§ **Excerpted passage**
++++

Sunday, February 26, 2012

‘Nomad planets’ may fill the Milky Way

Planets spit out by suns that have migrated out of solar systems over hundreds, thousands, millions or billions of years, mingle with new, freshly spit out planets that suns routinely eject during solar storms into the vastness of space, and from exploding stars at the end of their cycle. Some globs of matter are remnants of the placenta of baby stars spawned from the center of galaxies. And then there is that other side of things that come from the mystery zone where other kinds of souls play games and hide where suns don't shine.


Nomad planets” may fill the Milky Way, according to a new study by researchers at the Kavli Institute for Particle Astrophysics and Cosmology (KIPAC). “Nomad planets” are special because they do not orbit a star like Earth, but wander through space without a home. There may be as many as 100,000 times more “nomad planets” in the Milky Way than there are stars.

The researchers who conducted the study believe that the observation of “nomad planets” will probably impact how planet formation is understood. “If any of these nomad planets are big enough to have a thick atmosphere, they could have trapped enough heat for bacterial life to exist,” said Louis Strigari, the leader of the research team. “Nomad planets” may create enough heat through internal radioactive decay and tectonic activity to support bacterial life.

++++

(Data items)
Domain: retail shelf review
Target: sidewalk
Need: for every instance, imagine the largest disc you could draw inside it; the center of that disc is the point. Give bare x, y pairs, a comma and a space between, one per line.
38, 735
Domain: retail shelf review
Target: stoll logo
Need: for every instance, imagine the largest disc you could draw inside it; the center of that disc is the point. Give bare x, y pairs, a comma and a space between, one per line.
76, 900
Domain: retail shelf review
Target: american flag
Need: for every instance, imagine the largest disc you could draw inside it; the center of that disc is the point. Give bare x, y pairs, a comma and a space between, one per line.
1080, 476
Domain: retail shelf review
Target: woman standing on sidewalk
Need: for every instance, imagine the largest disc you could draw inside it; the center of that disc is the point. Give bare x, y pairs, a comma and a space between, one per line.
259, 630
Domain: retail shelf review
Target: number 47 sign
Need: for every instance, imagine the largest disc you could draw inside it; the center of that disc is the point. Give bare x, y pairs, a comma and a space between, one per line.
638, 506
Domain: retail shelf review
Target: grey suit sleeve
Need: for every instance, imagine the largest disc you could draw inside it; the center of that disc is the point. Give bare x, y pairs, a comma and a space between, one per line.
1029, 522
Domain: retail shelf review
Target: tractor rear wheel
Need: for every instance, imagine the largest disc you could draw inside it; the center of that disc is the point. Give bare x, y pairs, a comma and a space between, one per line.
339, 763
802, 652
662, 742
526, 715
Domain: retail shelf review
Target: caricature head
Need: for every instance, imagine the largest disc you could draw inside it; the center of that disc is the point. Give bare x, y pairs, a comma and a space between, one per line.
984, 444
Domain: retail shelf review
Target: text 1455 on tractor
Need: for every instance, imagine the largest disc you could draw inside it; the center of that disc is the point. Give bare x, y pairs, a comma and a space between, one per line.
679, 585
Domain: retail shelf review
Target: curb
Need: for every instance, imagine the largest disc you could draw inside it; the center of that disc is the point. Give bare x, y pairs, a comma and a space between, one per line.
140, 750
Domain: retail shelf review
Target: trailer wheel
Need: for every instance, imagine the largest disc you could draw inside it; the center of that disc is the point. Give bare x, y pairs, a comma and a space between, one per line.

++++

§ **Activity A**
The nomad planets post gives several spans of years over which suns may have migrated out of solar systems. List each span it names.
§ **Activity B**
From the nomad planets post, reproduce the passage that begins at the words "Planets spit out" and stops after the words "there are stars.".

§ **Reply A**
hundreds of years, thousands of years, millions of years, billions of years

§ **Reply B**
Planets spit out by suns that have migrated out of solar systems over hundreds, thousands, millions or billions of years, mingle with new, freshly spit out planets that suns routinely eject during solar storms into the vastness of space, and from exploding stars at the end of their cycle. Some globs of matter are remnants of the placenta of baby stars spawned from the center of galaxies. And then there is that other side of things that come from the mystery zone where other kinds of souls play games and hide where suns don't shine.


Nomad planets” may fill the Milky Way, according to a new study by researchers at the Kavli Institute for Particle Astrophysics and Cosmology (KIPAC). “Nomad planets” are special because they do not orbit a star like Earth, but wander through space without a home. There may be as many as 100,000 times more “nomad planets” in the Milky Way than there are stars.